* [Provided text]:
THE PRINCESS AND THE FROG
DIR: Ron Clements / John Musker
VOICES: Anika Noni Rose, Bruno Campos, Keith David,
Jim Cummings, Michael-Leon Wooley
The path that John Lassetter’s career has taken is more ironic than most. Lassetter is the driving creative voice at Pixar, he directed Toy Story and, along with his company, brought CG animation to such prominence that it all but destroyed hand drawn animation, certainly in the US. Walt Disney did what was previously unthinkable; they closed their hand drawn animation department, effectively laying off animators who had spent their whole careers at the studio. Then Disney bought Pixar, and Lassetter became Chief Creative Officer of both companies. His first act was to re-open feature animation, and re-hire Ron Clements and John Musker, who had directed The Little Mermaid and The Lion King, among others.
The Princess and the Frog is Disney’s first hand drawn film in seven years, but it’s got a vibrancy and a classic feel that had been missing for rather longer. I grew up with the second golden age of Disney; The Little Mermaid, Aladdin, and the peerless Beauty and the Beast, and The Princess and the Frog was like a door opening, letting me back into my childhood for 90 minutes. The story, like many told in Disney’s animated films, is a twist on a famous fairy tale. In 1920’s New Orleans the vain and lazy Prince Naveen (Campos) is turned into a frog by voodoo practitioner Dr. Facilier (David). At a party Naveen mistakes poor, working class Tiana (Rose) for a princess, and asks him to kiss her, and lift his curse. When they kiss Tiana also becomes a frog, and then their quest to become human once more begins. It’s nice and simple, very traditional in a lot of ways, but this is also a notably different Disney film.
It is notable that Tiana is Disney’s first African-American ‘princess’, but that’s not what’s most interesting, or most different, about this character. All Disney films have a moral message at their heart, and The Princess and the Frog’s is that nothing worth having is obtained without hard work. Tiana is no vapid dreamer waiting for a man to come and rescue her (though there is one of those in this film, hilariously played by Jennifer Cody), she’s working two jobs and has spent her whole life scrambling to save money to open a restaurant. The rich layabout Prince would previously have been tolerated, but here Tiana berates him for his lack of drive, it’s an interesting reversal, and a much more meaningful change to the character of Disney princess than a mere choice of the colour that she’s painted.

[Location identification entries]

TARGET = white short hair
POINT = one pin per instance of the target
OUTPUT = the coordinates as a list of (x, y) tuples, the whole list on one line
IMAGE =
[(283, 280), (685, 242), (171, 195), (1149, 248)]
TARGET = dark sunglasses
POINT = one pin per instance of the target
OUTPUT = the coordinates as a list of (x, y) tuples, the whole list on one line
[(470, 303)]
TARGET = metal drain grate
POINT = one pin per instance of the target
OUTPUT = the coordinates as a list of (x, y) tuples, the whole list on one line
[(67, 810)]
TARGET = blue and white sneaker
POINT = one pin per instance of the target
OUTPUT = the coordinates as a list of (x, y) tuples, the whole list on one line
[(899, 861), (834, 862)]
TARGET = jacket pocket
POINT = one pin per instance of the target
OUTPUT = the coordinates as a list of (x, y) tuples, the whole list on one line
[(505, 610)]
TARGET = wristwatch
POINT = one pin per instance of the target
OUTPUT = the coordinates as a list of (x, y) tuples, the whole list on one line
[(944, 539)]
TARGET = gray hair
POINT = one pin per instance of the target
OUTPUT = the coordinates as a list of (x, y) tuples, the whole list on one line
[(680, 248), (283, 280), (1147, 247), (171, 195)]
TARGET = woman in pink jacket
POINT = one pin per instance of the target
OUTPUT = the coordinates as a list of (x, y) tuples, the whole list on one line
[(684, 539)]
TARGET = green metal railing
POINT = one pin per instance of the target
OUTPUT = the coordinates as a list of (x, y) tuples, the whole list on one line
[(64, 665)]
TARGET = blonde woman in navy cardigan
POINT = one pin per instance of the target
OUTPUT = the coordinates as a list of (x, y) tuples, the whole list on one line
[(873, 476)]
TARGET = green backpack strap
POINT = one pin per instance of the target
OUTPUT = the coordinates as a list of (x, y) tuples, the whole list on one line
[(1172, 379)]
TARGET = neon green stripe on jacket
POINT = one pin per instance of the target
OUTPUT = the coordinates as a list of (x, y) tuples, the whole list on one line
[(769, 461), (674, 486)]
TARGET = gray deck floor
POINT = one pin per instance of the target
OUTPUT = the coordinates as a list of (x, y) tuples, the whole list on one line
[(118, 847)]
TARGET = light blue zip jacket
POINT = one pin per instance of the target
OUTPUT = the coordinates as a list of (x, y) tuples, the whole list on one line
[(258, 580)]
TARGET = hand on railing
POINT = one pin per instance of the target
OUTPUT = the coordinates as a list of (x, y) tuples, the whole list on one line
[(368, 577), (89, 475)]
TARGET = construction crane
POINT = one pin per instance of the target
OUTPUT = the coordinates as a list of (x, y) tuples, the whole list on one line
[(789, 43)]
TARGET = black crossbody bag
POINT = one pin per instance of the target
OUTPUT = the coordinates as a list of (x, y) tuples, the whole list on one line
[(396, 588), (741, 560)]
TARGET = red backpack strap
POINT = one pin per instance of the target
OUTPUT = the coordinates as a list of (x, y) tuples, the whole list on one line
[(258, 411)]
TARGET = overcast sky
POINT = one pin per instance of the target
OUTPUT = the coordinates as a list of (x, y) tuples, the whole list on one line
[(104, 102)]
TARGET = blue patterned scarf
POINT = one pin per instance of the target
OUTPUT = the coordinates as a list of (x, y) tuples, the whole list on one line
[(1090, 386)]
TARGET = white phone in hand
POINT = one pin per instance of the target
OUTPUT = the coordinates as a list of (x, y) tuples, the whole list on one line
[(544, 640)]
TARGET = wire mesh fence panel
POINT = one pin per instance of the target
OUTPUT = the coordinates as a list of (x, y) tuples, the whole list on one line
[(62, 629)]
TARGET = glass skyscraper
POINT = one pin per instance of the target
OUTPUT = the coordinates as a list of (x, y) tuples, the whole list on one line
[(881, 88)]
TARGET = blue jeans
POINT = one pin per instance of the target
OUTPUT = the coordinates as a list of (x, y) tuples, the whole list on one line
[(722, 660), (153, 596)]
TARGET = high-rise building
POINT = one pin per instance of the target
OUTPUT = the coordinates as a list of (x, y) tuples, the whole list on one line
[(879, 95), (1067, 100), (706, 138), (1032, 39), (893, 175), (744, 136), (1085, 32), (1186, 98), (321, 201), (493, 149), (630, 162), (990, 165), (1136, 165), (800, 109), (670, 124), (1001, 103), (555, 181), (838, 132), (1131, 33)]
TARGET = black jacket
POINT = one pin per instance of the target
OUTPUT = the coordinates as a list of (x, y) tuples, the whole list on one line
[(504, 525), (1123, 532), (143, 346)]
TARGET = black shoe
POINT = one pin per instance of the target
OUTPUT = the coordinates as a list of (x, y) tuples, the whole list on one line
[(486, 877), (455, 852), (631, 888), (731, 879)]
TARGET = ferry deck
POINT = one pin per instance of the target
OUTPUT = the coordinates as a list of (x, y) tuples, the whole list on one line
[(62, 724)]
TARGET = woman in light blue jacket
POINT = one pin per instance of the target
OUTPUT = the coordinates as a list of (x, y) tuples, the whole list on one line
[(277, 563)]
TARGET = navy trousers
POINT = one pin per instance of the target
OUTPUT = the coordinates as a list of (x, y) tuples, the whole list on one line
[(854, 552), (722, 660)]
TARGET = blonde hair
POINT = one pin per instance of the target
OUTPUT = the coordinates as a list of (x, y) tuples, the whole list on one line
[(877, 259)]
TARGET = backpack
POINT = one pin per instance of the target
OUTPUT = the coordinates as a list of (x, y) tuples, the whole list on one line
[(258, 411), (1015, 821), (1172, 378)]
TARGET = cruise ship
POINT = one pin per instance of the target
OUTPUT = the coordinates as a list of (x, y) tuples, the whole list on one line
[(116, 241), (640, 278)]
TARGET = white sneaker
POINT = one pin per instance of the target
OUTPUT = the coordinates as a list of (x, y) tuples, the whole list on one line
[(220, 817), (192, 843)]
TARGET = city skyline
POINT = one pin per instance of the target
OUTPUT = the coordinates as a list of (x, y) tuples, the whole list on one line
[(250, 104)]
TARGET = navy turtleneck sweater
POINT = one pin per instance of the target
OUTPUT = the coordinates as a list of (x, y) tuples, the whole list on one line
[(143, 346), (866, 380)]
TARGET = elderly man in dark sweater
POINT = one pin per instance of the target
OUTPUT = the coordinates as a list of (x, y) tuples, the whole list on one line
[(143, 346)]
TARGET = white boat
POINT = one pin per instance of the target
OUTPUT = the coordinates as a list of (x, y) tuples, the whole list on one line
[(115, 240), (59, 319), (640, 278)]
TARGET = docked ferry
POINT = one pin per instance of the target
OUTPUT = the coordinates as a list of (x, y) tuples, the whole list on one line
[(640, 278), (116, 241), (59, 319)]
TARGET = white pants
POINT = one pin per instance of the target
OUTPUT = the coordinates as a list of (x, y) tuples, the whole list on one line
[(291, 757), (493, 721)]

* [Work instructions]:
a - Translate this sentence from the film review into French: "It’s nice and simple, very traditional in a lot of ways, but this is also a notably different Disney film."
b - In the location identification entries, retype everything from the line containing "TARGET = blue and white sneaker" down to the line containing "[(505, 610)]", including both of those lines.

* [Written responses]:
a - C’est agréable et simple, très traditionnel à bien des égards, mais c’est aussi un film Disney nettement différent.

b -
TARGET = blue and white sneaker
POINT = one pin per instance of the target
OUTPUT = the coordinates as a list of (x, y) tuples, the whole list on one line
[(899, 861), (834, 862)]
TARGET = jacket pocket
POINT = one pin per instance of the target
OUTPUT = the coordinates as a list of (x, y) tuples, the whole list on one line
[(505, 610)]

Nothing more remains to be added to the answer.